**Problem set:**
1. Summarize the text on post-war Sri Lanka in two sentences.
2. Output the portion of the text on post-war Sri Lanka between "Tamils Still Under" and "The Report states.", inclusive.
3. According to the text on post-war Sri Lanka, how many Tamil civilians were reportedly killed by Sri Lankan government forces in the war?

**Passage to read:**

** BEGIN **

An Unfinished War: Torture and Sexual Violence in Sri Lanka 2009-2014 – A Documentation of Post-War Atrocities
Anyone reading the authoritative report, documenting human rights abuses in post- war Sri Lanka published in March 2014 titled: An Unfinished War: Torture and Sexual Violence in Sri Lanka 2009-2014, (The Report) made possible by the combined effort of Ms Yasmin Sooka, The Bar Human Rights Committee of England and Wales (BHRC) and The International Truth and Justice Project Sri Lanka, would get a sense of what is truly happening to Tamils in Sri Lanka, five years after the war ended in which a reported 40,000 – 70,000 Tamil civilians were killed by Sri Lankan government forces; authentic census reports at the time revealing the number of people unaccounted for, were in excess of 146,000.
Tamils Still Under Siege
What was not surprising, but yet alarming was the revelation in The Report that post-war conditions in the North and East of Sri Lanka is such, that the, “Tamil community there is under siege”, a concern, voiced repeatedly by the Tamil Diaspora which The Report validates.
“It is probable that the Government of Sri Lanka needs to maintain the idea of a possible threat of an LTTE resurgence in order to justify the continued use of pernicious emergency regulations and terrorism legislation so as to maintain the intense securitisation of the North and East and the High Security Zones which effectively place the Tamil community there under siege,” The Report states.
Yasmin Sooka’s Commitment Laudable
Yasmin Sooka was recently in Toronto at the invitation of Amnesty International and Human Rights Watch, giving a talk on The Report she helped produce, an expose on Sri Lanka, at UFT’s Hart House. Keeping her audience and me spell bound, she impressed me by her commitment to human rights which is laudable and by her in-depth knowledge and experience in the field, sitting on many esteemed commissions and panels.

** END **

**Listing:**
** BEGIN **

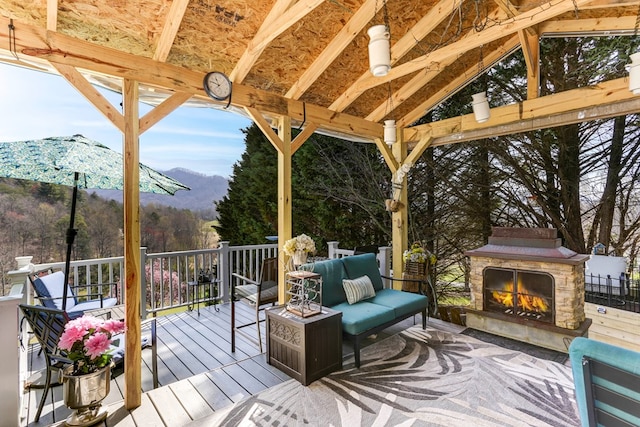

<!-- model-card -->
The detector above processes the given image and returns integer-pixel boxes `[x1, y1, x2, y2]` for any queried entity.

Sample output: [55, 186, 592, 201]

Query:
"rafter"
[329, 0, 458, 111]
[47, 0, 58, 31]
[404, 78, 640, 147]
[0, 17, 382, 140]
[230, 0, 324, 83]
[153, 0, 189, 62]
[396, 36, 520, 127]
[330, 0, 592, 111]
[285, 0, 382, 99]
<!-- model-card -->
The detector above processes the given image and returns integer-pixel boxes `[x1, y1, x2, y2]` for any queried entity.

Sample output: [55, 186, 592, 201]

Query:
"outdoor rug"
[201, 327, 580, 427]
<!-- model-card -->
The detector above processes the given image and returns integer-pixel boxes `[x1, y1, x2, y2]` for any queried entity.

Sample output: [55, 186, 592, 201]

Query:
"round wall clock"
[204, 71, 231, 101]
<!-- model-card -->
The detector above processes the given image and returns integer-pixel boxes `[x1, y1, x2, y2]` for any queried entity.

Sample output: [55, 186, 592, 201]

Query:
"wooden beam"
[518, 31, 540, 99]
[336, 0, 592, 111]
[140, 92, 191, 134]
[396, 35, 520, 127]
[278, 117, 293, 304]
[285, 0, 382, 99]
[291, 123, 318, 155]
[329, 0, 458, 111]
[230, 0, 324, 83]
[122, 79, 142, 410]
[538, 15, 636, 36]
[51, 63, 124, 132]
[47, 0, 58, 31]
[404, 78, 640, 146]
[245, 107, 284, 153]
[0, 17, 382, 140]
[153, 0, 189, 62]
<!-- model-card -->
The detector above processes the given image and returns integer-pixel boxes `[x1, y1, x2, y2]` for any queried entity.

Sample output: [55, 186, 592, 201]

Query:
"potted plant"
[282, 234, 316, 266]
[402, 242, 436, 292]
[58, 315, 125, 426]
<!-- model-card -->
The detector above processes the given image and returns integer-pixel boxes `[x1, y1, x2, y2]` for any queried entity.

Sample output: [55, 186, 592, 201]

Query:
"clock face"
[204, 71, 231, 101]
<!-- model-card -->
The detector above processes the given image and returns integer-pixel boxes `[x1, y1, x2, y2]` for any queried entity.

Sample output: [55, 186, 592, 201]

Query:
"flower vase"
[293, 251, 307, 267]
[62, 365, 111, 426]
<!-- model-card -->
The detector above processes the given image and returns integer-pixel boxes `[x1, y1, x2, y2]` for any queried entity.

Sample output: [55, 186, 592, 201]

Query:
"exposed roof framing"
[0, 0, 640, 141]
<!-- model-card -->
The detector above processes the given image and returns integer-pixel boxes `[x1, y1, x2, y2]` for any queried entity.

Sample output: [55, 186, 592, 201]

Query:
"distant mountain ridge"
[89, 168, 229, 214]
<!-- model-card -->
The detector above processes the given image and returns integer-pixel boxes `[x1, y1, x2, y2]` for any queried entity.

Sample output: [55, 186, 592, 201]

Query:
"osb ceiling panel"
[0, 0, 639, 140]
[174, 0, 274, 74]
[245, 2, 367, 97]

** END **
** BEGIN **

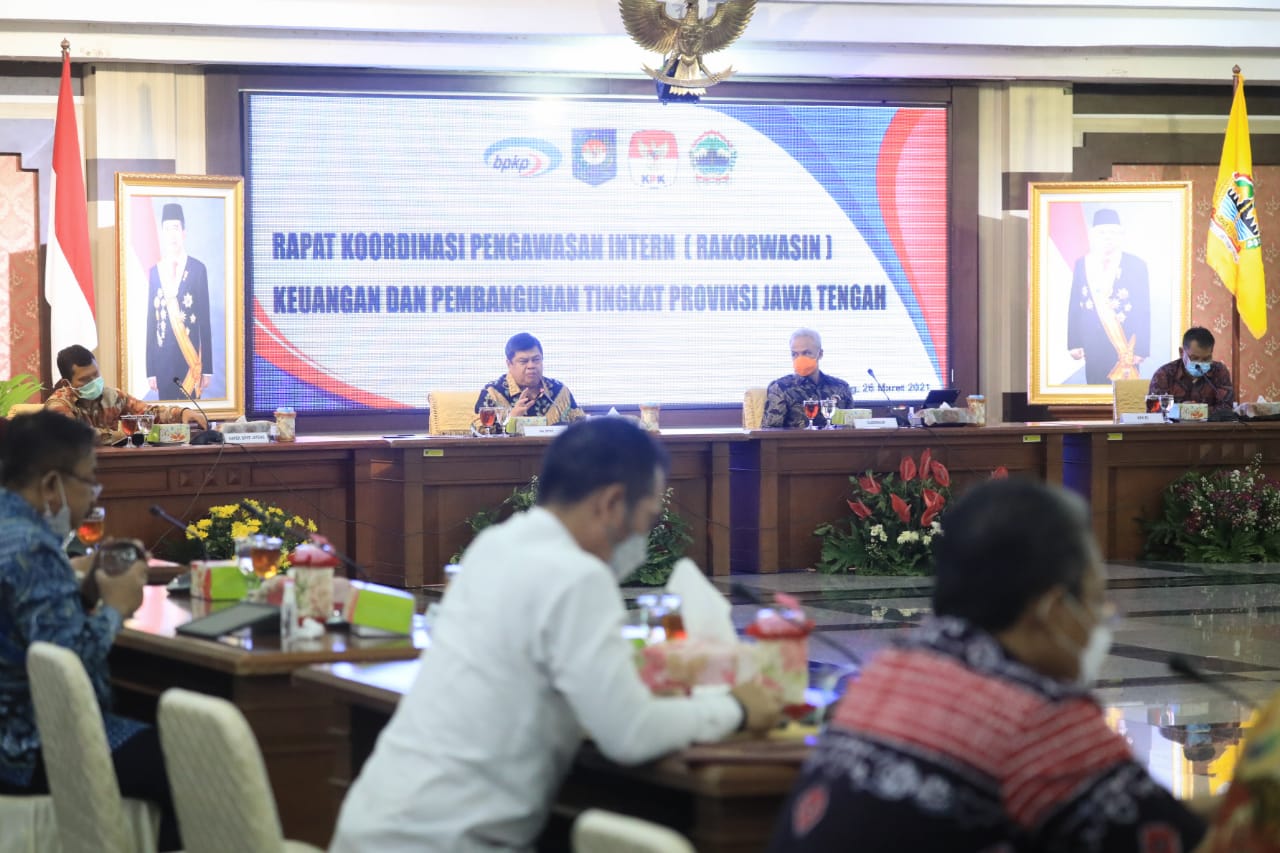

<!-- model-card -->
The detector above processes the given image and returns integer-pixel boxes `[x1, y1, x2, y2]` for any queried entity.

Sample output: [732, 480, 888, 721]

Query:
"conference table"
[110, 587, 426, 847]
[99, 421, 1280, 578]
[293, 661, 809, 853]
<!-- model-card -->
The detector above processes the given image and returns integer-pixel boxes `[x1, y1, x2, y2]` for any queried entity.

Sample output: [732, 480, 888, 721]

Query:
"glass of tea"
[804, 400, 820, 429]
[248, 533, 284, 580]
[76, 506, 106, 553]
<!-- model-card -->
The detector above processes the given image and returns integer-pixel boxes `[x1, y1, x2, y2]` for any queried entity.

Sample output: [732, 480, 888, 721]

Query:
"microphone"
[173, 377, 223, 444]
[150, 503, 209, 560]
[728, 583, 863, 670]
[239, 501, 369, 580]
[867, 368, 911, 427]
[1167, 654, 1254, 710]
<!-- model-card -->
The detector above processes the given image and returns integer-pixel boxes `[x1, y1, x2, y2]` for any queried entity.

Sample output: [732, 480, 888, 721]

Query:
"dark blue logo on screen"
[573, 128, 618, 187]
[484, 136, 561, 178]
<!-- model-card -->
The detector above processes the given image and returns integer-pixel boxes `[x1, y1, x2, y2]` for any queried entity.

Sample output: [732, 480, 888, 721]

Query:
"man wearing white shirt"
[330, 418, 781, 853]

** END **

**Results by task:**
1. A March 2014 report titled An Unfinished War: Torture and Sexual Violence in Sri Lanka 2009-2014, produced by Yasmin Sooka, the Bar Human Rights Committee of England and Wales, and the International Truth and Justice Project Sri Lanka, documents human rights abuses in post-war Sri Lanka and states that the Tamil community in the North and East is under siege. Sooka recently gave a talk on the report at Hart House in Toronto at the invitation of Amnesty International and Human Rights Watch.

2.
Tamils Still Under Siege
What was not surprising, but yet alarming was the revelation in The Report that post-war conditions in the North and East of Sri Lanka is such, that the, “Tamil community there is under siege”, a concern, voiced repeatedly by the Tamil Diaspora which The Report validates.
“It is probable that the Government of Sri Lanka needs to maintain the idea of a possible threat of an LTTE resurgence in order to justify the continued use of pernicious emergency regulations and terrorism legislation so as to maintain the intense securitisation of the North and East and the High Security Zones which effectively place the Tamil community there under siege,” The Report states.

3. A reported 40,000 to 70,000 Tamil civilians were killed.